RAW DATA>
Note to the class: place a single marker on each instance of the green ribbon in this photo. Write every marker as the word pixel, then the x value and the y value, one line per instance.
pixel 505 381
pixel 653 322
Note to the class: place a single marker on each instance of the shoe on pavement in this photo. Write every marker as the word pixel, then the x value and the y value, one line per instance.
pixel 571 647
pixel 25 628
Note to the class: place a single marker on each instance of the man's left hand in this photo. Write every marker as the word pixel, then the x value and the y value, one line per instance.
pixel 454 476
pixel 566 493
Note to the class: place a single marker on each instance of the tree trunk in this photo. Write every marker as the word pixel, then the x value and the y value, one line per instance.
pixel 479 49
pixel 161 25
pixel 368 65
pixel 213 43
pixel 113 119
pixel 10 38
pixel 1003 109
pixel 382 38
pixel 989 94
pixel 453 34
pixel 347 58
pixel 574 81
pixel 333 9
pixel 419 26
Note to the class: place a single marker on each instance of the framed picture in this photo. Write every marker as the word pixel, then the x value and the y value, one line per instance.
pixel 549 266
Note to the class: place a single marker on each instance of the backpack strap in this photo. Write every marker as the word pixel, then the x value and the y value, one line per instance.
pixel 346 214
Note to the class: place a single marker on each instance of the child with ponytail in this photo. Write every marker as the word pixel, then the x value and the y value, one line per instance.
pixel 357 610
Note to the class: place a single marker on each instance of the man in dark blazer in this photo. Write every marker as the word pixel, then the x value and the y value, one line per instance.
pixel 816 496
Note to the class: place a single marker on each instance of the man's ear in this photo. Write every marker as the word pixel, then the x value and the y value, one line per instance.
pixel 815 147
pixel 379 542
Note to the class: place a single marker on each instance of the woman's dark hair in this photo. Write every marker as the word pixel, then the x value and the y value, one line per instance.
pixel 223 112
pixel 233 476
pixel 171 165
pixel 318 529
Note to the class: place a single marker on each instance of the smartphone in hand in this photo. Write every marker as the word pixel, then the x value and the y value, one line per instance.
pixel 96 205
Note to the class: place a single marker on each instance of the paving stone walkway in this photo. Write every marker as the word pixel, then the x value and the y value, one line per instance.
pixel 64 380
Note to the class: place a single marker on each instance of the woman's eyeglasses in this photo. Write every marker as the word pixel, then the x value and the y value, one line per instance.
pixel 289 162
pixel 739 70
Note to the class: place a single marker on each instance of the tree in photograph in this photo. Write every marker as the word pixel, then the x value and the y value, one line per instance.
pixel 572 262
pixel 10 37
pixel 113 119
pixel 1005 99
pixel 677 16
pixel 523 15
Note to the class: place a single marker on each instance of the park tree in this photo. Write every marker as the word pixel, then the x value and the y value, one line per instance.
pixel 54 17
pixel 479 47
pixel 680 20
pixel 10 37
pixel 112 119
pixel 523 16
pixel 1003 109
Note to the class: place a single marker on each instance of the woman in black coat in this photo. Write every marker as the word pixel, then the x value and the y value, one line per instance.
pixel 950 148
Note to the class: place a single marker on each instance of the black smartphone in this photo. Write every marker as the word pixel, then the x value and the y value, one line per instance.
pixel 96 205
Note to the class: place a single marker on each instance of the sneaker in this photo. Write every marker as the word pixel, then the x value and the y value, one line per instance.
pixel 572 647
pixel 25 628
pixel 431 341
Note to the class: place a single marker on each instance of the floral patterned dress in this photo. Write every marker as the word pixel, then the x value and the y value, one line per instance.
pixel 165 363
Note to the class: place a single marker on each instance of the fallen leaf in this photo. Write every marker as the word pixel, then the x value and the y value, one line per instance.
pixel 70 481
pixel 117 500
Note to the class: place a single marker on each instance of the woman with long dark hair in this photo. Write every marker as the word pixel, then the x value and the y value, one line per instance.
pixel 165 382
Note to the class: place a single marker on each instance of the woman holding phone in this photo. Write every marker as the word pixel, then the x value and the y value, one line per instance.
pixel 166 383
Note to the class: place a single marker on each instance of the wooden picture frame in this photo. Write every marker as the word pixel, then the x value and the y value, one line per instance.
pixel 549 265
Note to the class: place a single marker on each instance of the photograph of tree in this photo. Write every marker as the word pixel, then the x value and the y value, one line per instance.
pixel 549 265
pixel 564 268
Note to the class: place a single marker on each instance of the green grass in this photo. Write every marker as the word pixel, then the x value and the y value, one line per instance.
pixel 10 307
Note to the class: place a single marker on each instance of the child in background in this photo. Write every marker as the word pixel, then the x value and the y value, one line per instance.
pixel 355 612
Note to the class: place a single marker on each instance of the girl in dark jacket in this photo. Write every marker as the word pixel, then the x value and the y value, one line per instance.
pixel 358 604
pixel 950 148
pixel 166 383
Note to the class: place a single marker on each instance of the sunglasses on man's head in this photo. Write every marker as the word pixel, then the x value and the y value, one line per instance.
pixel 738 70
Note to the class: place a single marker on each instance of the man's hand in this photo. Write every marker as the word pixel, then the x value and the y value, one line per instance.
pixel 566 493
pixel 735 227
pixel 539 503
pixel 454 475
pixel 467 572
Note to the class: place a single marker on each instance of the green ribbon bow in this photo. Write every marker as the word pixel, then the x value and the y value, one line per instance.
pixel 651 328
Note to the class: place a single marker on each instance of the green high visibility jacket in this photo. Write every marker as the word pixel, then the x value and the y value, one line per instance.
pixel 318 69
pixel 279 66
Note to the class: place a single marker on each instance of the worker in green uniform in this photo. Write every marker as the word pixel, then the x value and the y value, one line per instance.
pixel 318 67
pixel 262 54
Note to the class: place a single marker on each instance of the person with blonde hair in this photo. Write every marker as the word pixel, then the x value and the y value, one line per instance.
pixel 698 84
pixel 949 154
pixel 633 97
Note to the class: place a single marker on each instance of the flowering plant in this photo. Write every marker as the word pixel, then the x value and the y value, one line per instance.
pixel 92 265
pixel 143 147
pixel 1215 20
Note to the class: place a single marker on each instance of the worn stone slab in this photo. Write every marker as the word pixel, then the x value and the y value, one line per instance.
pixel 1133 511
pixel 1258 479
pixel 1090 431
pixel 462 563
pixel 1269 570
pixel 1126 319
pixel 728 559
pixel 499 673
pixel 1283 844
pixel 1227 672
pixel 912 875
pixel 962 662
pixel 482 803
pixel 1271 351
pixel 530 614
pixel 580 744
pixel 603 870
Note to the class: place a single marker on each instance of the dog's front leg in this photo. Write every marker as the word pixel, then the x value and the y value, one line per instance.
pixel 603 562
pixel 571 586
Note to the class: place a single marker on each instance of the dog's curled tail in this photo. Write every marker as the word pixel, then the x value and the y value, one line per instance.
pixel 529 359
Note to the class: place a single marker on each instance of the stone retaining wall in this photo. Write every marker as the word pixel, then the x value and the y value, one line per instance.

TO DO> Give every line of the items above as a Markdown table with the columns "Row" and "Line", numbering the rows and leaving out blank lines.

EXPECTED OUTPUT>
| Row | Line |
|---|---|
| 1 | Note to the class: place a single marker on each instance of the green ribbon in this photo. Write every marker as the word pixel, then the x value and the y value, one line per instance. |
| 2 | pixel 505 381 |
| 3 | pixel 653 322 |
| 4 | Note to the class: place a single marker on each instance of the shoe on pavement in this photo. Write every marker as the word pixel, then the x value and the y value, one line per instance. |
| 5 | pixel 571 647 |
| 6 | pixel 25 628 |
| 7 | Note to the class: place a single marker on each instance of the man's left hand in this photo. Write every marker as the word pixel, then the x value and the y value, one line per instance. |
| 8 | pixel 454 476 |
| 9 | pixel 566 493 |
| 10 | Note to the class: place a single marker on each instance of the tree trunk in this photo. Write every marker as the word pixel, then the x value and the y value, one line per instance. |
| 11 | pixel 479 49 |
| 12 | pixel 161 25 |
| 13 | pixel 368 65 |
| 14 | pixel 213 43 |
| 15 | pixel 113 119 |
| 16 | pixel 10 38 |
| 17 | pixel 1003 109 |
| 18 | pixel 382 38 |
| 19 | pixel 989 94 |
| 20 | pixel 453 34 |
| 21 | pixel 347 58 |
| 22 | pixel 574 81 |
| 23 | pixel 333 9 |
| 24 | pixel 419 26 |
| 25 | Note to the class: place a single marker on each instance of the framed picture in this photo. Write every marker as the word pixel, then the x value and the y value, one line per instance. |
| 26 | pixel 549 266 |
| 27 | Note to the class: place a single marker on each instance of the backpack strap in this photo. Write every marker as the word pixel, then the x value and the y value, one line per instance. |
| 28 | pixel 346 214 |
| 29 | Note to the class: place a single marker on each instance of the child with ponytail in this photo. Write every marker as the word pixel, then the x value and the y value, one line per instance. |
| 30 | pixel 357 610 |
| 31 | Note to the class: place a single marker on each instance of the man in dark blazer in this photo. Write every marker as the word pixel, then the x value and the y value, one line per instance. |
| 32 | pixel 816 496 |
| 33 | Note to the class: place a single marker on each instance of the man's ear in this photo. Write every marker as the word pixel, then the x value and the y value, one line per instance. |
| 34 | pixel 815 147 |
| 35 | pixel 379 542 |
| 36 | Note to the class: place a single marker on each instance of the woman's dark hair in this photo. Write every marker as the word pixel, then the x value and the y value, one line per instance. |
| 37 | pixel 223 112 |
| 38 | pixel 233 476 |
| 39 | pixel 171 165 |
| 40 | pixel 318 529 |
| 41 | Note to the class: place a single marker on each instance of the smartphone in hand in this photo. Write every marker as the word pixel, then the x value and the y value, one line per instance. |
| 42 | pixel 96 205 |
| 43 | Note to the class: place a single marker on each instance of the paving stone walkway in this photo. Write every marker as the word pixel, then the x value and the y value, one line per instance. |
| 44 | pixel 64 380 |
| 45 | Note to the class: place a single marker on each instance of the woman's eyeglasses in this photo. Write every marker as the word pixel, then the x value and the y value, one line per instance. |
| 46 | pixel 289 162 |
| 47 | pixel 739 70 |
| 48 | Note to the class: place a single marker on each instance of the tree in photograph in this photo. Write every marker as the word pixel, then the x value and the y value, one line per instance. |
| 49 | pixel 572 262 |
| 50 | pixel 10 37 |
| 51 | pixel 113 119 |
| 52 | pixel 1005 99 |
| 53 | pixel 677 16 |
| 54 | pixel 523 15 |
| 55 | Note to the class: place a single marker on each instance of the park tree in this photo. Write every marker as the word pixel, then the x value and the y value, one line per instance. |
| 56 | pixel 54 17 |
| 57 | pixel 479 47 |
| 58 | pixel 680 20 |
| 59 | pixel 10 37 |
| 60 | pixel 112 119 |
| 61 | pixel 523 16 |
| 62 | pixel 1003 109 |
| 63 | Note to the class: place a single marker on each instance of the woman in black coat in this photo. Write every marker as the word pixel, then the x value and the y value, one line per instance. |
| 64 | pixel 950 148 |
| 65 | Note to the class: place a single marker on each instance of the black smartphone in this photo. Write every marker as the word pixel, then the x value and the y value, one line per instance. |
| 66 | pixel 96 205 |
| 67 | Note to the class: place a single marker on each instance of the sneaker in this photo. Write every marker as the word pixel, then the x value and the y value, one line per instance. |
| 68 | pixel 572 647 |
| 69 | pixel 25 628 |
| 70 | pixel 431 341 |
| 71 | Note to the class: place a single marker on each instance of the floral patterned dress in this photo. Write every marker as the word pixel, then the x value and the y value, one line per instance. |
| 72 | pixel 165 363 |
| 73 | Note to the class: place a single marker on each instance of the fallen leaf in this photo. Write every marker as the word pixel, then the x value and the y value, one line per instance. |
| 74 | pixel 70 481 |
| 75 | pixel 117 500 |
| 76 | Note to the class: place a single marker on each instance of the woman with long dark hair in this photo. Write every marker as the word pixel, then the x value and the y value, one line per instance. |
| 77 | pixel 165 382 |
| 78 | Note to the class: place a single marker on each instance of the woman holding phone in this photo. Write every marker as the word pixel, then the x value and the y value, one line per instance. |
| 79 | pixel 166 383 |
| 80 | Note to the class: place a single marker on each instance of the wooden picture frame in this photo. Write every marker as the word pixel, then the x value and the y value, one line per instance. |
| 81 | pixel 549 265 |
| 82 | Note to the class: place a single marker on each instance of the photograph of tree in this photo. Write every marker as the word pixel, then the x value and the y value, one line per instance. |
| 83 | pixel 549 265 |
| 84 | pixel 564 268 |
| 85 | Note to the class: place a single marker on each instance of the green grass in this photo. Write every marker as the word pixel, then the x value and the y value, one line per instance. |
| 86 | pixel 10 307 |
| 87 | Note to the class: place a single marker on each instance of the child in background in this photo. Write every marker as the word pixel, then the x value and the y value, one line per instance. |
| 88 | pixel 355 612 |
| 89 | Note to the class: place a single marker on each instance of the girl in dark jacket in this photo. Write every marker as the word pixel, then the x value and the y value, one line per instance. |
| 90 | pixel 358 604 |
| 91 | pixel 950 148 |
| 92 | pixel 166 383 |
| 93 | Note to the class: place a single marker on each instance of the sunglasses on man's head in this photo. Write every marker as the word pixel, then the x value and the y value, one line per instance. |
| 94 | pixel 738 70 |
| 95 | Note to the class: place a single marker on each instance of the man's hand in this photo. Write every marker as the word pixel, then the x value and the y value, one line per instance. |
| 96 | pixel 566 493 |
| 97 | pixel 735 227 |
| 98 | pixel 539 503 |
| 99 | pixel 454 475 |
| 100 | pixel 467 572 |
| 101 | Note to the class: place a single marker on each instance of the green ribbon bow in this photo. Write every marker as the word pixel, then the x value and the y value, one line per instance. |
| 102 | pixel 651 328 |
| 103 | Note to the class: place a single marker on each instance of the green high visibility jacket in this photo. Write every marker as the word pixel, then the x value and the y value, one line per instance. |
| 104 | pixel 318 69 |
| 105 | pixel 279 66 |
| 106 | Note to the class: place a single marker on each instance of the worker in green uniform in this photo. Write every marker as the word pixel, then the x value and the y value, one line per instance. |
| 107 | pixel 318 67 |
| 108 | pixel 262 54 |
| 109 | Note to the class: place a single marker on each instance of the person with blonde hair in this photo. Write every marker as the word pixel, then the x value and the y value, one line per instance. |
| 110 | pixel 698 84 |
| 111 | pixel 949 154 |
| 112 | pixel 633 97 |
| 113 | Note to the class: place a single marker on each instance of the flowering plant in this photo. Write every marker as the word pixel, then the x value and the y value, one line per instance. |
| 114 | pixel 92 265 |
| 115 | pixel 143 147 |
| 116 | pixel 1215 20 |
| 117 | Note to the class: place a single marker on each instance of the worn stone slab in this photo. Write every marker as the word pixel, then the x value and the y value, one line per instance. |
| 118 | pixel 1133 511 |
| 119 | pixel 1258 479 |
| 120 | pixel 1090 431 |
| 121 | pixel 462 563 |
| 122 | pixel 1269 570 |
| 123 | pixel 1126 319 |
| 124 | pixel 728 559 |
| 125 | pixel 499 673 |
| 126 | pixel 1283 844 |
| 127 | pixel 1227 672 |
| 128 | pixel 912 875 |
| 129 | pixel 962 662 |
| 130 | pixel 482 803 |
| 131 | pixel 1271 351 |
| 132 | pixel 530 614 |
| 133 | pixel 580 744 |
| 134 | pixel 603 870 |
| 135 | Note to the class: place a single marker on each instance of the dog's front leg in this photo. Write every marker as the word pixel, then the x value and the y value, one line per instance. |
| 136 | pixel 603 562 |
| 137 | pixel 571 586 |
| 138 | Note to the class: place a single marker on each instance of the dog's curled tail in this photo. Write every marker as the word pixel, then the x value and the y value, one line per instance. |
| 139 | pixel 529 359 |
| 140 | Note to the class: place a single marker on each instance of the stone retaining wall in this photo. Write every marker as the word pixel, then the x value and the y value, one line per instance. |